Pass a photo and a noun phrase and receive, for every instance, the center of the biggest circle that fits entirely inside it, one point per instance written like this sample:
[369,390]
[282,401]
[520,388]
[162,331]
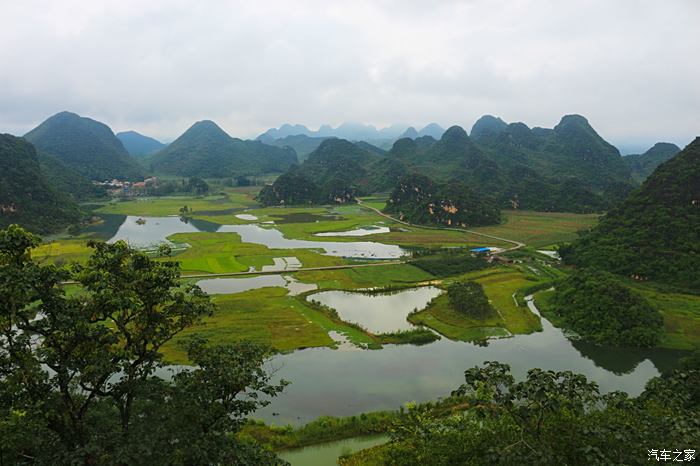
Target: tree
[549,418]
[601,309]
[78,380]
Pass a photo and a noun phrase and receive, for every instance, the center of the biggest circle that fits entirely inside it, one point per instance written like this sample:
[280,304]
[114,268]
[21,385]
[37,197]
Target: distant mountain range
[566,168]
[205,150]
[86,146]
[139,145]
[655,233]
[351,132]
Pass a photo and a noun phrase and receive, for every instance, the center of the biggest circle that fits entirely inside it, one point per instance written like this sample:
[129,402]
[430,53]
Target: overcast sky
[156,66]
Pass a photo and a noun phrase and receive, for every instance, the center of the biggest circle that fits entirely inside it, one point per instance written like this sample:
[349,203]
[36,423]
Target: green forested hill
[573,149]
[335,172]
[417,199]
[655,233]
[205,150]
[87,146]
[302,144]
[642,165]
[67,180]
[569,168]
[26,196]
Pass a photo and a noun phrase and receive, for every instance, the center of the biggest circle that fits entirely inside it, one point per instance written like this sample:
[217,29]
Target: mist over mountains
[350,131]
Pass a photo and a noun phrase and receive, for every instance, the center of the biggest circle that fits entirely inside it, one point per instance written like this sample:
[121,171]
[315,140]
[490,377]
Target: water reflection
[378,313]
[274,239]
[339,383]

PROBLEM TO WORK ON — Give an exact copy of the material, leaving out every picture.

RESULT OF THIS TASK —
Pass a photo and a noun phrase and receive, for every instance, the center of the biggest circle that fits entirely inside it, one point per instance written like this sample:
[369,390]
[282,401]
[520,388]
[162,331]
Target: tree
[549,418]
[601,309]
[78,380]
Pass a photo and a noun phrase and receive, for every instance, the center of the biggest circle that fits entirely inside it, one point per instance written like this sample:
[280,304]
[114,268]
[21,385]
[37,197]
Target: distant mountain range
[566,168]
[205,150]
[86,146]
[139,145]
[655,233]
[351,132]
Pass a photo and a noun phrase and receive, for every instance, the center of the biggest circle that fits entirely inside it, one point per instance written like this sample:
[129,402]
[430,53]
Target: overcast sky
[156,66]
Pass a photo and a noun phrase and receive, for every instance, the center of the biggest circle that fits entirely inside it, one point per instance written like this sample:
[349,203]
[36,423]
Target: green forested hill
[573,149]
[335,172]
[417,199]
[655,233]
[205,150]
[87,146]
[302,144]
[642,165]
[67,180]
[569,168]
[26,196]
Pass a photo and a noun phrase and receive, for every instance, the center of the biggest circle that fits entirely inside it, one point per instance written like this sample:
[217,29]
Target: mist over mountains
[350,131]
Pass a photo and a noun phrase and receive, for every instance, the center of the biggest circle that fits entirely inside it, one point per instance written like this sample:
[121,171]
[315,140]
[490,377]
Target: water reflection
[378,313]
[274,239]
[339,383]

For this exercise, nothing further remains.